**SOURCE PASSAGE**
◆ ◆ ◆ ◆ ◆

The Best Science Fiction of the Year #8
- Cover of first edition, 1979
- Editor: Terry Carr
- Language: English
- Series: The Best Science Fiction of the Year
- Genre: Science fiction
- Publisher: Del Rey Books
- Publication date: 1979
- Publication place: United States
- Media type: Print (paperback)
- Pages: 363
- ISBN: 0-345-28083-0
- Preceded by: The Best Science Fiction of the Year 7
- Followed by: The Best Science Fiction of the Year 9

= The Best Science Fiction of the Year 8 =

1979 anthology edited by Terry Carr

The Best Science Fiction of the Year #8 is an anthology of science fiction short stories edited by Terry Carr, the eighth volume in a series of sixteen. It was first published in paperback by Del Rey Books in July 1979, and in hardcover by the same publisher in conjunction with the Science Fiction Book Club in August 1979. The first British edition was issued by Gollancz in the same year.

The book collects twelve novelettes and short stories by various science fiction authors, with an introduction, notes and concluding essays by Carr and Charles N. Brown. The stories were previously published in 1978 in the magazines Isaac Asimov's Science Fiction Magazine, Omni, Analog Science Fiction/Science Fact, and The Magazine of Fantasy & Science Fiction, and the anthologies Andromeda 3, Anticipations, and Universe 8.

==Contents==
- "Introduction" (Terry Carr)
- "The Barbie Murders" (John Varley)
- "A Hiss of Dragon" (Gregory Benford and Marc Laidlaw)
- "Black Glass" (Fritz Leiber)
- "To Bring in the Steel" (Donald Kingsbury)
- "The Very Slow Time Machine" (Ian Watson)
- "Devil You Don't Know" (Dean Ing)
- "Count the Clock That Tells the Time" (Harlan Ellison)
- "View from a Height" (Joan D. Vinge)
- "The Morphology of the Kirkham Wreck" (Hilbert Schenck)
- "Vermeer's Window" (Gordon Eklund)
- "The Man Who Had No Idea" (Thomas M. Disch)
- "Death Therapy" (James Patrick Kelly)
- "Recommended Reading - 1978" (Terry Carr)

◆ ◆ ◆ ◆ ◆

**SUPPLIED INFORMATION**
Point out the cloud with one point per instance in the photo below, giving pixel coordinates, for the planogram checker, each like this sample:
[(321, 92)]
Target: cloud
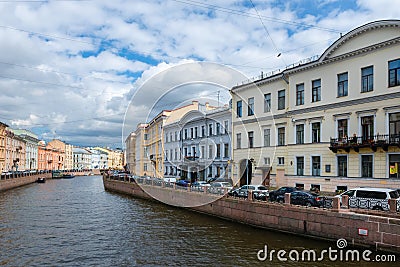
[(70, 68)]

◆ ◆ ◆ ◆ ◆

**PARTS OF THE EXERCISE**
**a)** From the anthology entry, write out the part that opens with the words containing "The book collects" and closes with "and Universe 8.".
**b)** Render this sentence from the anthology entry in Spanish: "The first British edition was issued by Gollancz in the same year."
**c)** Name every magazine that the anthology entry gives as a place where the stories first appeared in 1978.

**SOLUTIONS TO EACH TASK**
**a)**
The book collects twelve novelettes and short stories by various science fiction authors, with an introduction, notes and concluding essays by Carr and Charles N. Brown. The stories were previously published in 1978 in the magazines Isaac Asimov's Science Fiction Magazine, Omni, Analog Science Fiction/Science Fact, and The Magazine of Fantasy & Science Fiction, and the anthologies Andromeda 3, Anticipations, and Universe 8.

**b)** La primera edición británica fue publicada por Gollancz el mismo año.

**c)**
- Isaac Asimov's Science Fiction Magazine
- Omni
- Analog Science Fiction/Science Fact
- The Magazine of Fantasy & Science Fiction